# start of MATERIAL SUPPLIED
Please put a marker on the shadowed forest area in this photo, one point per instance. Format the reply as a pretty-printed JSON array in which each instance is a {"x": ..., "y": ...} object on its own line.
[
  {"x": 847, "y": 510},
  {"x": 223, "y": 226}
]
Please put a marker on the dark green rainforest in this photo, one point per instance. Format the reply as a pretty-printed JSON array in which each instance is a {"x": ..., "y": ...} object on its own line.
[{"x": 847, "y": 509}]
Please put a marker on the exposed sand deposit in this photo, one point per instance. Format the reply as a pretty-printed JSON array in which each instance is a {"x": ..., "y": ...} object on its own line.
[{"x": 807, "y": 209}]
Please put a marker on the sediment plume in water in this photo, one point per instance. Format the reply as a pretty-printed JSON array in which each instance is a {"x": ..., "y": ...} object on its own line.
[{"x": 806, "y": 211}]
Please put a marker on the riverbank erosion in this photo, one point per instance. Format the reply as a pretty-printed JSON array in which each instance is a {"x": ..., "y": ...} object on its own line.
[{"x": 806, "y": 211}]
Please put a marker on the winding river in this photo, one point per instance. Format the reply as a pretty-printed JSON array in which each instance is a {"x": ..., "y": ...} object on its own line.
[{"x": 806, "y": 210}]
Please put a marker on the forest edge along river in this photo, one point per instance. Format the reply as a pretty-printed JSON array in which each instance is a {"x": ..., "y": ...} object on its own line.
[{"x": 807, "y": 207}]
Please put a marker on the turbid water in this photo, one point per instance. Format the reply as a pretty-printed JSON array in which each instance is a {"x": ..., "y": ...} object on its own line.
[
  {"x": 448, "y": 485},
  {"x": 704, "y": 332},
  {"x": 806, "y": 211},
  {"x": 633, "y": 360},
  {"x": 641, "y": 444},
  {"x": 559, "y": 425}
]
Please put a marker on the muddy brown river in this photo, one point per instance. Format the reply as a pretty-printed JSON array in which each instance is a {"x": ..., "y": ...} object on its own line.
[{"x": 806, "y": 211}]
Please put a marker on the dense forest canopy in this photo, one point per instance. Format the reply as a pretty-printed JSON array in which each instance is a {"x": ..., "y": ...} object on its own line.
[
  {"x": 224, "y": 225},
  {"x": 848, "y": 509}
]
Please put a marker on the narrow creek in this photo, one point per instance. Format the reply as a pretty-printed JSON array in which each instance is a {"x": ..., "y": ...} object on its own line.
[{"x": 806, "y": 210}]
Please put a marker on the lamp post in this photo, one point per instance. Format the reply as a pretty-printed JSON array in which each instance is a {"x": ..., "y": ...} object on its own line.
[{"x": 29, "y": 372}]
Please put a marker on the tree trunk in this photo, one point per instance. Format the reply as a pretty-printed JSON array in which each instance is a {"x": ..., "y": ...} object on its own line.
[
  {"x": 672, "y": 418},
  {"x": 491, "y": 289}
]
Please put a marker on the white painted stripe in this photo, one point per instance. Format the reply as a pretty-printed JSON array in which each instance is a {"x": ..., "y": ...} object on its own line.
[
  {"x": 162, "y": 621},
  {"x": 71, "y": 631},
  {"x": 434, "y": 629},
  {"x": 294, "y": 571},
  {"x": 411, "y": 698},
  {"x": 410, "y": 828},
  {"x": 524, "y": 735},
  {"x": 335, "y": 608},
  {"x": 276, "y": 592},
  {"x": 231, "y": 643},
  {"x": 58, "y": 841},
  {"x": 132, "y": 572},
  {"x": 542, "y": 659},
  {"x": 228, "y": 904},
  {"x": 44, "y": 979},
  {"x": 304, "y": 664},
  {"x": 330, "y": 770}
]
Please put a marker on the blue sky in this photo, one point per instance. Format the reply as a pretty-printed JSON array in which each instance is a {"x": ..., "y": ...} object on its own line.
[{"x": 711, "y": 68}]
# end of MATERIAL SUPPLIED
**TO DO**
Transcribe the entire listing above precisely.

**ANSWER TO THE EXERCISE**
Please put a marker on the shadowed forest area in this photo, one point per instance. Format the reply as a pretty-printed JSON array in which each instance is a {"x": ..., "y": ...} object on its own line.
[
  {"x": 847, "y": 510},
  {"x": 223, "y": 226}
]
Please put a marker on the dark green rainforest in this photo, one point per instance. Format the reply as a pretty-printed JSON array in which each instance is a {"x": ..., "y": ...} object on its own line.
[{"x": 847, "y": 509}]
Please put a marker on the exposed sand deposit in this photo, one point per instance. Format the reply as a pretty-printed JSON array in which each instance is a {"x": ..., "y": ...} object on its own line.
[{"x": 807, "y": 209}]
Please put a marker on the sediment plume in water in this photo, one point per instance. Format the reply as a pretty-printed JSON array in which each instance is a {"x": ..., "y": ...} object on its own line.
[{"x": 806, "y": 211}]
Please put a marker on the riverbank erosion in this photo, one point per instance. Format the reply as a pretty-printed JSON array in which each instance is a {"x": ..., "y": ...} object on its own line.
[{"x": 806, "y": 211}]
Please put a marker on the winding river in this photo, one point per instance. Format the reply as a pretty-printed JSON array in which each instance is a {"x": ..., "y": ...} object on its own line.
[{"x": 806, "y": 210}]
Please put a marker on the forest edge along river in this photo, one point per instance. Format the reply as a pretty-printed JSON array in which each instance is a {"x": ..., "y": ...} object on its own line.
[{"x": 807, "y": 207}]
Please put a marker on the turbid water in this photo, one point per instance. Format the reply as a pretty-printed JSON array in which each instance is a {"x": ..., "y": ...} object on its own line.
[
  {"x": 448, "y": 485},
  {"x": 704, "y": 332},
  {"x": 806, "y": 211},
  {"x": 633, "y": 360},
  {"x": 641, "y": 444},
  {"x": 559, "y": 425}
]
Please put a marker on the muddy brown river in this photo, one point per instance. Format the reply as a pretty-printed JSON array in which each instance is a {"x": ..., "y": ...} object on its own line.
[{"x": 806, "y": 211}]
Please put a marker on the dense forest canopy in this photo, one point per instance. Format the reply as a pretty-printed JSON array in which each instance is a {"x": ..., "y": ...} object on its own line.
[
  {"x": 224, "y": 225},
  {"x": 848, "y": 509}
]
Please put a marker on the narrow creek in this photo, one point per instance. Format the reply as a pretty-printed JSON array in which each instance is a {"x": ..., "y": ...} object on its own line.
[{"x": 806, "y": 210}]
Please put a marker on the lamp post in this photo, one point per instance. Format the reply as a pretty-printed JSON array in which each instance is a {"x": ..., "y": ...} object on its own line.
[{"x": 29, "y": 372}]
Please put a marker on the tree trunk in this photo, one point per instance. Format the reply as a pretty-printed JSON array in which each instance is a {"x": ..., "y": ...} object on its own line.
[
  {"x": 672, "y": 418},
  {"x": 491, "y": 289}
]
Please put a marker on the white painted stripe in this photo, one point per instance. Format the reply as a pretty-printed JSON array in which each instance is a {"x": ..., "y": ...} object on its own line.
[
  {"x": 162, "y": 621},
  {"x": 71, "y": 631},
  {"x": 434, "y": 629},
  {"x": 294, "y": 571},
  {"x": 411, "y": 698},
  {"x": 410, "y": 828},
  {"x": 524, "y": 735},
  {"x": 335, "y": 608},
  {"x": 276, "y": 592},
  {"x": 231, "y": 643},
  {"x": 58, "y": 841},
  {"x": 132, "y": 572},
  {"x": 542, "y": 659},
  {"x": 228, "y": 904},
  {"x": 44, "y": 979},
  {"x": 304, "y": 664},
  {"x": 330, "y": 770}
]
Please put a marker on the blue sky in this photo, one point per instance. Format the reply as a pretty-printed JSON array in which each instance is a {"x": ..., "y": ...} object on its own line.
[{"x": 711, "y": 68}]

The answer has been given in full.